---------- DATA ----------
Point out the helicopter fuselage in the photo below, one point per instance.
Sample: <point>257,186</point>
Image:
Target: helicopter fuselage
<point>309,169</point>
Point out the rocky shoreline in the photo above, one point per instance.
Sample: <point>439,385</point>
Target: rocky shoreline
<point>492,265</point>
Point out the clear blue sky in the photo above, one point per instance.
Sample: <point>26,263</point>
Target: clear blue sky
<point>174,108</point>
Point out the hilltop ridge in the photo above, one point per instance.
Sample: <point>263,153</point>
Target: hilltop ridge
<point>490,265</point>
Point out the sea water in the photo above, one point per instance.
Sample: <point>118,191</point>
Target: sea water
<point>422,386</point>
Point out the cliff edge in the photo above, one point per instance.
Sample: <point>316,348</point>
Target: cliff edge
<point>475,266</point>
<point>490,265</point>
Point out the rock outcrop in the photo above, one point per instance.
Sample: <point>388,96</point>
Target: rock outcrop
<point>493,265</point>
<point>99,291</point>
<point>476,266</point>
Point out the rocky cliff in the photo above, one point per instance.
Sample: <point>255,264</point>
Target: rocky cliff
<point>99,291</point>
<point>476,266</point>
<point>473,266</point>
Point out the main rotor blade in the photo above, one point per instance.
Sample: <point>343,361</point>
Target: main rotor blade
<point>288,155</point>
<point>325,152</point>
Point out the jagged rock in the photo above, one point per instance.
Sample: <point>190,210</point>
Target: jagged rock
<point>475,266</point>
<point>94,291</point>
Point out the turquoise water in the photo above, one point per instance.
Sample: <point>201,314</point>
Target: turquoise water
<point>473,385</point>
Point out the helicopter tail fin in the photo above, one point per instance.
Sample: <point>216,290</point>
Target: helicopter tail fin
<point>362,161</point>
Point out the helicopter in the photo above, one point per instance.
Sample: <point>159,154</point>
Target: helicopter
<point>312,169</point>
----------
---------- DATA ----------
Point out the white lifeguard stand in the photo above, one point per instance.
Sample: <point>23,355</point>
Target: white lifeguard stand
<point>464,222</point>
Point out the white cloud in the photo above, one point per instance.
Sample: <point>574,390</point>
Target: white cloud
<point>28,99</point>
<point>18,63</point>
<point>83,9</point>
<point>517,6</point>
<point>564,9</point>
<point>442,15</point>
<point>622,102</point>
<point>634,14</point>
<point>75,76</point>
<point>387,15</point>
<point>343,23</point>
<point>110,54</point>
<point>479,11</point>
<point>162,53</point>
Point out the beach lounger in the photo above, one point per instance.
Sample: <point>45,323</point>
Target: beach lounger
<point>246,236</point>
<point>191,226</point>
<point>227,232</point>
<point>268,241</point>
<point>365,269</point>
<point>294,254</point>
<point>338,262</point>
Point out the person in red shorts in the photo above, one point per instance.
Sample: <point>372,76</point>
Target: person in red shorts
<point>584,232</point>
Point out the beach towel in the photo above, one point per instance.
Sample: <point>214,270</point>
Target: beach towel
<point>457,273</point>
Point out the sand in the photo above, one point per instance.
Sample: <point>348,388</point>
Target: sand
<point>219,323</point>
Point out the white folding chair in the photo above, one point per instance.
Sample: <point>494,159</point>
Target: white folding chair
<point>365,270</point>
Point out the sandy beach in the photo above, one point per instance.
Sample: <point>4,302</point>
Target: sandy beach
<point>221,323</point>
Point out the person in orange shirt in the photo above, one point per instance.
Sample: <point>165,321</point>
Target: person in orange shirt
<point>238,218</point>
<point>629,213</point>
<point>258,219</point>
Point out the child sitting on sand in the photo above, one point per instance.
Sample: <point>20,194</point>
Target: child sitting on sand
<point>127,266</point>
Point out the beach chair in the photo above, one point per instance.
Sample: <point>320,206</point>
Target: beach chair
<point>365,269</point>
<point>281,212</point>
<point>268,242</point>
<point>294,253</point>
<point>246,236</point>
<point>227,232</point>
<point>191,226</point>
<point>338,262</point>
----------
---------- DATA ----------
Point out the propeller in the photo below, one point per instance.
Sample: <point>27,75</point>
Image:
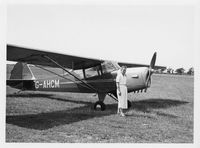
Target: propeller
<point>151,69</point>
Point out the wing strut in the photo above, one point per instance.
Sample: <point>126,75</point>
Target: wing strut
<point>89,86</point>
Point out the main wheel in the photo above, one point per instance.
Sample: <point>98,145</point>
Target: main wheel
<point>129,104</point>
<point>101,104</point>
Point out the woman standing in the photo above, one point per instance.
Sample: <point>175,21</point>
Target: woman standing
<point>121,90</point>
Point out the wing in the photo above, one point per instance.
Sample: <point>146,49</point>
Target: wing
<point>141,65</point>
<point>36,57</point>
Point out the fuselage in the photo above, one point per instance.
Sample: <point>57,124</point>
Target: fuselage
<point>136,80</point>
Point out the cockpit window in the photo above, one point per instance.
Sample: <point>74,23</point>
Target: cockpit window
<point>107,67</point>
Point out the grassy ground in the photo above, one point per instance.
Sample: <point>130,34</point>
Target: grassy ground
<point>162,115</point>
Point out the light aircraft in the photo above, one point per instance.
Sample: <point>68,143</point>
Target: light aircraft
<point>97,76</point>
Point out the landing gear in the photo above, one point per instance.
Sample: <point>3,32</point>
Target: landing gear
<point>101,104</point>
----------
__EXERCISE PROMPT__. Your answer should be the lines above from the one containing "Point out the beach towel" through the one containing "Sample: <point>4,302</point>", copied exactly and with both ends kept.

__RESULT OF THE TASK__.
Point out the beach towel in the photo above, one point per instance.
Sample: <point>214,270</point>
Target: beach towel
<point>457,273</point>
Point out the sand in the photo above, one point per instance.
Sample: <point>348,388</point>
Target: sand
<point>219,323</point>
Point out the white folding chair in the photo above, one point per instance.
Sample: <point>494,159</point>
Target: white folding chair
<point>365,270</point>
Point out the sandy beach in the photo above, one point per instance.
Sample: <point>4,302</point>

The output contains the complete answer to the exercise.